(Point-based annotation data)
########################################
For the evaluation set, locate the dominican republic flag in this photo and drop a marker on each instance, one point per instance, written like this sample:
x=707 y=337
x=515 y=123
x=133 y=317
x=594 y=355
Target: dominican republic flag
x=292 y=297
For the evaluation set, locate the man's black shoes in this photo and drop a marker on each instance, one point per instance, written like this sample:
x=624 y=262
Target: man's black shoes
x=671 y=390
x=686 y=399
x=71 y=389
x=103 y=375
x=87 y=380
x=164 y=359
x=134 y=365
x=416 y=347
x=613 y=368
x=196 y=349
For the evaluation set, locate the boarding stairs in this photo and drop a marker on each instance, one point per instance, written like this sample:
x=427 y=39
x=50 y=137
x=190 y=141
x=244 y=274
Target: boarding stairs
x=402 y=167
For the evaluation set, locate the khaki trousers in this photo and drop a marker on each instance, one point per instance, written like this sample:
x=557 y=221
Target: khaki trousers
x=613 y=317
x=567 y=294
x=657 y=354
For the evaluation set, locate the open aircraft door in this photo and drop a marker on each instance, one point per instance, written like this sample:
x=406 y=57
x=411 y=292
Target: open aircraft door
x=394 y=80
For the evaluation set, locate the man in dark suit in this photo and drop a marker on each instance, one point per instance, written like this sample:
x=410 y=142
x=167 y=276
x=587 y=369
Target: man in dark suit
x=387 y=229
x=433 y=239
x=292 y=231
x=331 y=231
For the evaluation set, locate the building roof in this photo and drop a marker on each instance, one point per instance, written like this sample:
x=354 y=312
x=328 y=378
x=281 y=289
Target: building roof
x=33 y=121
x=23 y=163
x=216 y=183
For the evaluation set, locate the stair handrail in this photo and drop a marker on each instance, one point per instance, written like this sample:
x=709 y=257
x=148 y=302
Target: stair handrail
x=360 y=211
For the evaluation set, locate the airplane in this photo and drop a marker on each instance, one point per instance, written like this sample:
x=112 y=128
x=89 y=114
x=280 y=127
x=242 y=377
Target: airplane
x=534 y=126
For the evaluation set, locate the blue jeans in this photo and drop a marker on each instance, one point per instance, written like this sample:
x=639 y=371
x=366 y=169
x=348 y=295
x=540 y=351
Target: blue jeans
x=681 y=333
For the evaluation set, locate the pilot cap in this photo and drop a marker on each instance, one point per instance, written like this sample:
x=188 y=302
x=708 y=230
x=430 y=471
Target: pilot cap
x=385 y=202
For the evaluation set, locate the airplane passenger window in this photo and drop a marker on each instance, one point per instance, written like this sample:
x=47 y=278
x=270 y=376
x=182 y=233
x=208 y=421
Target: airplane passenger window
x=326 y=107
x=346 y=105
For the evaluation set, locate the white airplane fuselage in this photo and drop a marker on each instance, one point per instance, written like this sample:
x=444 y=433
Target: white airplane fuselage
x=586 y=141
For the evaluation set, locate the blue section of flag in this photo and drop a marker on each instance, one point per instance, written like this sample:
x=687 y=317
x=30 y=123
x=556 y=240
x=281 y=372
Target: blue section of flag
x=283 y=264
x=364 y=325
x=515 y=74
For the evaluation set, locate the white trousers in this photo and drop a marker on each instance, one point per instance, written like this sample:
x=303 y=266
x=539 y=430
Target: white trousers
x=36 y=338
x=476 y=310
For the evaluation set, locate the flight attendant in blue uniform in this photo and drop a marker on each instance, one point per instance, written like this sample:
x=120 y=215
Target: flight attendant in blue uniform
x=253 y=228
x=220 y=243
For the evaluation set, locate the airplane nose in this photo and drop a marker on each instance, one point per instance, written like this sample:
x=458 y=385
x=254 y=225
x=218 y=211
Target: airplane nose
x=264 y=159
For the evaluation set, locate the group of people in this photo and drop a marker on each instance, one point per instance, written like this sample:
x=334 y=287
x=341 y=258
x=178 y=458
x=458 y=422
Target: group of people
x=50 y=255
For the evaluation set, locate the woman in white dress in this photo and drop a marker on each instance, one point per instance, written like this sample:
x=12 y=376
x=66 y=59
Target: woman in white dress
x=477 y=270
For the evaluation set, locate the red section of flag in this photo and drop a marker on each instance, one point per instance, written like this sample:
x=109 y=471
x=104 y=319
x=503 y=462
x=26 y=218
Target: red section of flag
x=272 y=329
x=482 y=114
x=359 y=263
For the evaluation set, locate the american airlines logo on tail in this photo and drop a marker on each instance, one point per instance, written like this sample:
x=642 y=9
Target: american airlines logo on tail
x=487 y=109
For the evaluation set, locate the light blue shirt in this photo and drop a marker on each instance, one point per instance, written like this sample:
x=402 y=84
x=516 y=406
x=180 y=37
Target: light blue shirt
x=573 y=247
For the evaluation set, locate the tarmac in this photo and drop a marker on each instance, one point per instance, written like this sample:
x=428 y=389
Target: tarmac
########################################
Challenge: Retype the records from their first line through the line that contains "x=402 y=167", with that line included, keeping every character unchanged.

Completed task:
For the evaluation set, locate the dominican republic flag in this photo and drop a marker on each instance, one point per instance, written like this sample:
x=707 y=337
x=515 y=123
x=133 y=317
x=594 y=355
Target: dominican republic flag
x=292 y=297
For the evaluation set, locate the man's black shoes in this photo and drop a marker on each instance, one point per instance, written like this sample:
x=624 y=262
Target: man's black shoes
x=671 y=390
x=686 y=399
x=71 y=389
x=103 y=375
x=87 y=380
x=164 y=359
x=134 y=365
x=416 y=347
x=613 y=368
x=196 y=349
For the evaluation set, locate the boarding stairs in this photo and drop a marker on each instance, one point per instance, written like this sample:
x=427 y=39
x=50 y=137
x=190 y=141
x=244 y=274
Target: boarding stairs
x=402 y=167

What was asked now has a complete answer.